- TEXTO FORNECIDO
_ _ _ _

*Rangel Alves da Costa
Vou escrever com prudência, com o máximo de cautela, pois com esse povo é preciso muito cuidado. Mas que povo é esse que merece tanta atenção e vigilância? Logicamente aquele cujo diário, mais adiante transcrito, é tema destes rabiscos: o bajulador, aqueles mesmo tão conhecido puxa-saco, adulador, sabujo, baba-ovo, o mais rele dos serviçais. Muito cuidado porque tudo o que aqui estiver escrito, logo ele vai soprar no ouvido daquele que lhe sustenta com cusparada na cara. E para o seu máximo prazer.
O bajulador não é flor que se cheire, já dizia o jardineiro que perdeu o emprego por causa de um puxa-saco. Correu para dizer à esposa do prefeito que o cuidador de flores dizia ter a flor mais bela que o seu jardim. Não deu outra. No dia seguinte estava desempregado. Mas voltando ao cuidado, isso é verdade. Falar sobre bajulador corre-se até o risco de ele ir rastejando até o seu bajulado e segredar que o assunto destas linhas é falando mal dele. Triste ofício, o da bajulação.
Tal é o contentamento da bajulação que tudo faz sem pensar noutro proveito senão o de agradar o bajulado. Falar mal de um chefinho a um adulador é comprar briga feia. Uma das principais características do puxa-saquismo é esquecer-se de si mesmo para viver em função do outro. Na defesa, no ataque, na mentira, na falsidade, seja de que modo for, o que importa ao puxa-saco é revestir-se de um escudo para que nada atinja seu protegido. Nem que para tal exponha sua pouca vergonha, seu descaramento, sua desonra e seu mau-caratismo. O pior, contudo, é que o bajulador – tão cego que é no seu desavergonhado ofício, nunca se arrepende do que faz. E que fazer sempre mais, de modo a ser olhado pelo bajulado.

_ _ _ _

- PROBLEMA
Reescreva em forma de lista, mais curta, o parágrafo do texto sobre o bajulador que começa com "O bajulador não é flor que se cheire", mantendo os fatos principais.

- DADOS COLETADOS
_ _ _ _

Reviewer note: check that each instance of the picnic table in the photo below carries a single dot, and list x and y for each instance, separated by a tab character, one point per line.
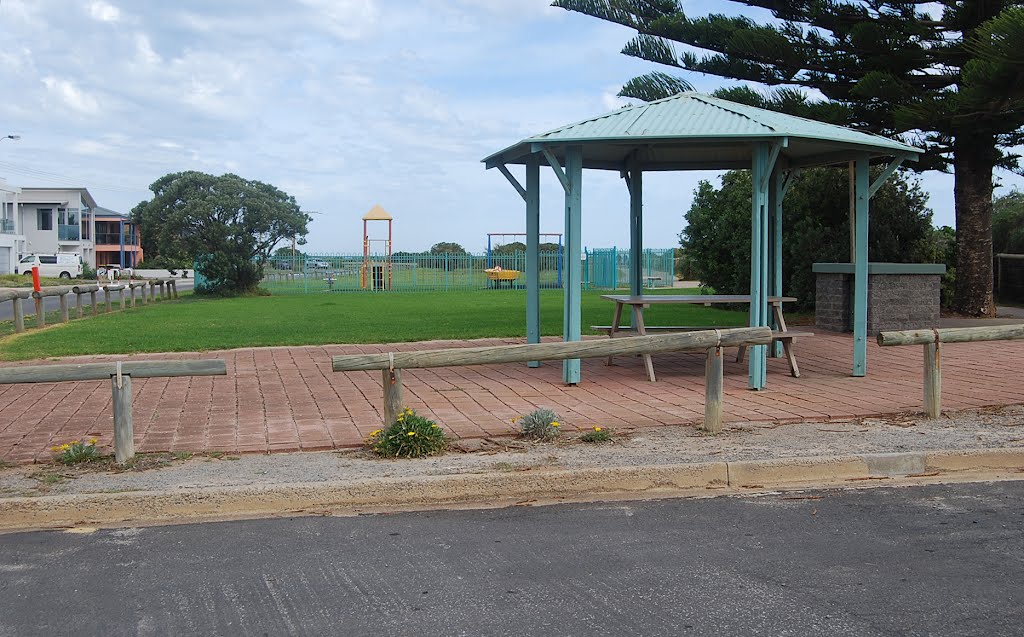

_ _ _ _

- RESPOSTA ESCRITA
- O bajulador não é flor que se cheire, como dizia um jardineiro que perdeu o emprego por causa de um puxa-saco.
- O puxa-saco correu para contar à esposa do prefeito que o jardineiro dizia ter a flor mais bela, e no dia seguinte o jardineiro estava desempregado.
- Falar sobre o bajulador exige cuidado, pois ele pode ir rastejando até o bajulado e segredar que o texto fala mal dele.
- A bajulação é um triste ofício.